#### [What the exercise asks]
In the stretch from the line containing "man in blue" through the line containing "[0,115,38,155]", replace "dirt ground" with "sandy ground". Reproduce only those lines, with everything else left unchanged.

#### [Extracted records]
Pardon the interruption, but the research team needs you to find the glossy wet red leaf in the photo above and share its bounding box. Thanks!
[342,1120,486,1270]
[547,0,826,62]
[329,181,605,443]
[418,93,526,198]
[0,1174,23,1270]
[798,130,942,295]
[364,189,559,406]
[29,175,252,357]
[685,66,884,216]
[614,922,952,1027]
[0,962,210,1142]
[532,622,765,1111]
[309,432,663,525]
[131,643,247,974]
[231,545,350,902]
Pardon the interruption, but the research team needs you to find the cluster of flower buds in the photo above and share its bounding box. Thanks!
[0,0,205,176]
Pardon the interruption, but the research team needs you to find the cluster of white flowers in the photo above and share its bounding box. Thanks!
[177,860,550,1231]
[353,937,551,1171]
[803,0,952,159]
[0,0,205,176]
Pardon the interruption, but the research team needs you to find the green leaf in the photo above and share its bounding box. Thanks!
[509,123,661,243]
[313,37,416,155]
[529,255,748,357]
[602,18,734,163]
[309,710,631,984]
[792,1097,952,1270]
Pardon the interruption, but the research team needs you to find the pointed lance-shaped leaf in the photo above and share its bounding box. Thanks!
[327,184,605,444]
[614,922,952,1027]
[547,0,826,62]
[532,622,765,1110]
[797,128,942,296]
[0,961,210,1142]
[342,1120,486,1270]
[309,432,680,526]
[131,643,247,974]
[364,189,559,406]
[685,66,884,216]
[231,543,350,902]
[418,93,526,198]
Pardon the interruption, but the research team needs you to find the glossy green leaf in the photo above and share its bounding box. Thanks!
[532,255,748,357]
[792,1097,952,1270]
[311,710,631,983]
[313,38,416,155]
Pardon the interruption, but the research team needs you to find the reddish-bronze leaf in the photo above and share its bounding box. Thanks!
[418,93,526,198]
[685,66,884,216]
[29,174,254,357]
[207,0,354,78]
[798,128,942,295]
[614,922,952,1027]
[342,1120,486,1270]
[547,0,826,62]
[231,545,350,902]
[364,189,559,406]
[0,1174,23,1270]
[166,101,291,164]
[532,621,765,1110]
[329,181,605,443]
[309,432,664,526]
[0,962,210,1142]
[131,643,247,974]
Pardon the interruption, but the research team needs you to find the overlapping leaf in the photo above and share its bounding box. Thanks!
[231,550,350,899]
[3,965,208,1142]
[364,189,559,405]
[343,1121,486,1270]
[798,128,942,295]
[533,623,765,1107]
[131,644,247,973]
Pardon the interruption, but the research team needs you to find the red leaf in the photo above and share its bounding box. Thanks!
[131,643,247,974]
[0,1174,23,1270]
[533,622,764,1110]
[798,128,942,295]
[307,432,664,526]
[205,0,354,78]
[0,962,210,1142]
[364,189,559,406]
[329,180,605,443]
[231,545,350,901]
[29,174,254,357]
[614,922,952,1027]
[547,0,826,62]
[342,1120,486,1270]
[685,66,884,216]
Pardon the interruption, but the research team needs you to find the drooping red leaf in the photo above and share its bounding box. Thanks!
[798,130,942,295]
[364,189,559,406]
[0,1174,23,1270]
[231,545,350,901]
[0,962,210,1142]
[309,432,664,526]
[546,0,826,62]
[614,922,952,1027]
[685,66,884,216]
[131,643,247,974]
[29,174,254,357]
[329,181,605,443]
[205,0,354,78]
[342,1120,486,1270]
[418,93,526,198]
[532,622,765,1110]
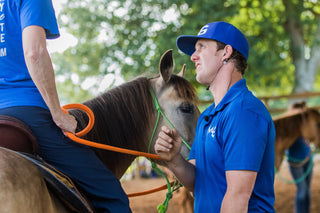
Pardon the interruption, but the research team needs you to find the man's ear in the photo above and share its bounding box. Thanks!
[222,44,233,61]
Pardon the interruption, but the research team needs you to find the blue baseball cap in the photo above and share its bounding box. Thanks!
[177,21,249,60]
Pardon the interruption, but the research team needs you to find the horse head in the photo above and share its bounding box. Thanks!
[301,108,320,147]
[150,50,200,158]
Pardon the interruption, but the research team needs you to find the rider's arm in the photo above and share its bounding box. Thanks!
[155,126,195,192]
[22,25,77,133]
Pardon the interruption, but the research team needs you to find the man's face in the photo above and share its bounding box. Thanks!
[191,39,223,85]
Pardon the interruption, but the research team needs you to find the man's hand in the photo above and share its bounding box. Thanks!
[154,126,182,162]
[52,110,77,135]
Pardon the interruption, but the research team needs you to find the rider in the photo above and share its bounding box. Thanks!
[0,0,131,213]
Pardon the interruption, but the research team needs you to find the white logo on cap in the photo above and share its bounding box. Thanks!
[198,25,209,36]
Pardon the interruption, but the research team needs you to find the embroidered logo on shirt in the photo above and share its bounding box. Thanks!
[208,126,217,138]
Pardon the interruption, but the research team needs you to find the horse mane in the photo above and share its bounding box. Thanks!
[75,77,153,149]
[70,75,197,175]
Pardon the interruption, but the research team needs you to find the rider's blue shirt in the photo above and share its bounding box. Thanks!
[286,137,312,163]
[0,0,59,108]
[189,79,275,213]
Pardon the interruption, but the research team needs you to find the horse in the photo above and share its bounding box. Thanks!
[179,102,320,213]
[0,50,200,213]
[273,102,320,170]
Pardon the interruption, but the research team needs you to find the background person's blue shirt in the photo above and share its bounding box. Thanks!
[0,0,59,108]
[189,79,275,213]
[286,137,312,163]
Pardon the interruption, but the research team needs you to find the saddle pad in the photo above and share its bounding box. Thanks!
[16,152,94,213]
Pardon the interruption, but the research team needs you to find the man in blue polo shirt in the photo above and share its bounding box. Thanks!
[0,0,131,213]
[155,22,275,213]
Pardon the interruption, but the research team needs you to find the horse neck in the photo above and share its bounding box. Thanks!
[274,114,303,154]
[80,78,155,178]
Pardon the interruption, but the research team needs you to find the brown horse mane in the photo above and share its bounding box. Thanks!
[70,75,197,176]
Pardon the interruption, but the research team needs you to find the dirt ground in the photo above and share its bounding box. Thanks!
[122,157,320,213]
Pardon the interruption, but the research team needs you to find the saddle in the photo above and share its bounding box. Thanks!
[0,115,93,213]
[0,115,38,155]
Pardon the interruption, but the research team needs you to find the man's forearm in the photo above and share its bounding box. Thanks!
[166,155,196,192]
[23,26,60,114]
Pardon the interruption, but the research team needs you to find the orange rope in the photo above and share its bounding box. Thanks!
[62,104,94,137]
[127,181,174,197]
[62,104,169,197]
[62,104,161,160]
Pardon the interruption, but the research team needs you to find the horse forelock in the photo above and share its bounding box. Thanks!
[167,75,199,105]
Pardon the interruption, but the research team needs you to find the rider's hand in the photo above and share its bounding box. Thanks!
[154,126,182,162]
[52,110,77,135]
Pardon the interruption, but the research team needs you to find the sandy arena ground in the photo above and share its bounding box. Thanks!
[122,158,320,213]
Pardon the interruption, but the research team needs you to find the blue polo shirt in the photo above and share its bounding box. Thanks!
[0,0,59,109]
[189,79,275,213]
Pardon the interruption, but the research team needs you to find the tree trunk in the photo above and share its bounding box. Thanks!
[282,0,320,93]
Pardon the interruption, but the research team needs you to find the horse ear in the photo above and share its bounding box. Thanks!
[159,49,174,83]
[178,64,186,78]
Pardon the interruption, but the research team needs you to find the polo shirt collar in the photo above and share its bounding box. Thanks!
[213,79,248,114]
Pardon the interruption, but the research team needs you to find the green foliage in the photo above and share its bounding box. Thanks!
[53,0,320,101]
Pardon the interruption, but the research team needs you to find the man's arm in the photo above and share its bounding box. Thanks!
[22,26,77,133]
[221,170,257,213]
[154,126,195,192]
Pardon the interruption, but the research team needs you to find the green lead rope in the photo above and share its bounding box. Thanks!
[150,160,182,213]
[274,154,313,184]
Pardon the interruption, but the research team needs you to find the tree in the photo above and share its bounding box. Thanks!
[53,0,320,103]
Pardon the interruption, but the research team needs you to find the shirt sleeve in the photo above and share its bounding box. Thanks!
[20,0,60,39]
[223,110,269,172]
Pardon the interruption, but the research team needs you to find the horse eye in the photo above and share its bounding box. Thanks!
[179,103,194,114]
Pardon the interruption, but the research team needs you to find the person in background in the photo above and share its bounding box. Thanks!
[155,21,275,213]
[286,102,313,213]
[0,0,131,213]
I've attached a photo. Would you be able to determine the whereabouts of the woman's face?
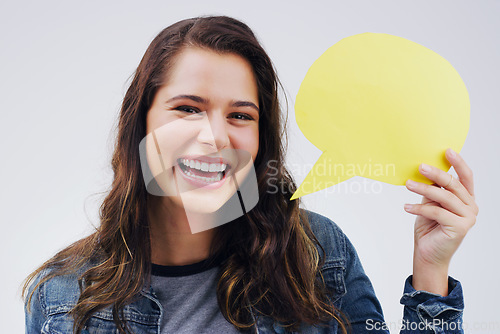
[146,47,259,219]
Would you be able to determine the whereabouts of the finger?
[445,148,474,196]
[406,180,470,217]
[419,164,475,205]
[405,204,463,227]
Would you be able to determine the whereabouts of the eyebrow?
[166,94,259,112]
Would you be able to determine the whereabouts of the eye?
[230,113,253,121]
[175,106,201,114]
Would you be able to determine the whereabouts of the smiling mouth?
[177,159,231,184]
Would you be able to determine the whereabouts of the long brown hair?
[23,16,346,334]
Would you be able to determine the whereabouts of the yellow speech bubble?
[291,33,470,200]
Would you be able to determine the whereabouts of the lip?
[175,155,232,189]
[177,155,232,171]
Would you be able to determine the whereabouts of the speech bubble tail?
[290,152,352,201]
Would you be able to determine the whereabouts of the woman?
[24,17,477,333]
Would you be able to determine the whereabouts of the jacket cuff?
[400,276,464,321]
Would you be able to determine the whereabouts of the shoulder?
[29,267,89,316]
[301,209,348,269]
[25,268,86,333]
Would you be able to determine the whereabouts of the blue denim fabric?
[25,211,464,334]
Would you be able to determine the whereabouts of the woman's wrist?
[412,254,449,296]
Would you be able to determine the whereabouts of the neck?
[148,196,219,266]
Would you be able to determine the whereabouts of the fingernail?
[406,179,417,188]
[420,164,431,173]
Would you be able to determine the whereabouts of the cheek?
[233,127,259,160]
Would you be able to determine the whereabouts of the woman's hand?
[405,149,479,296]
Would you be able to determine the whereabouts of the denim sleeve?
[341,236,389,334]
[24,275,47,334]
[341,232,464,334]
[401,276,464,334]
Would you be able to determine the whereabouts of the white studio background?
[0,0,500,333]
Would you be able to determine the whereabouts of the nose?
[198,112,229,150]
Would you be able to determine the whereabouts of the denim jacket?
[25,211,464,334]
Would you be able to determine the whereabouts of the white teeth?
[183,171,222,183]
[180,159,227,172]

#### [Exercise output]
Pardon the interruption, but the research team needs you to find the man in blue polo shirt in the photo above and share its bounding box. Thanks!
[0,0,131,213]
[155,22,275,213]
Pardon the interruption, but the research team needs you to find the horse neck in the photo above and share its bounding box. Thanks!
[274,114,303,154]
[80,78,155,178]
Pardon the interruption, but the research team needs you to find the brown horse mane in the photo above and share its bounding box. Thanks!
[70,75,197,176]
Pardon the interruption, but the research team needs you to find the sandy ground in the photo above and share its bounding box. Thanks!
[122,157,320,213]
Pardon the interruption, but the research team needs you to find the saddle in the photo above and share its bounding box. Thanks!
[0,115,93,213]
[0,115,38,155]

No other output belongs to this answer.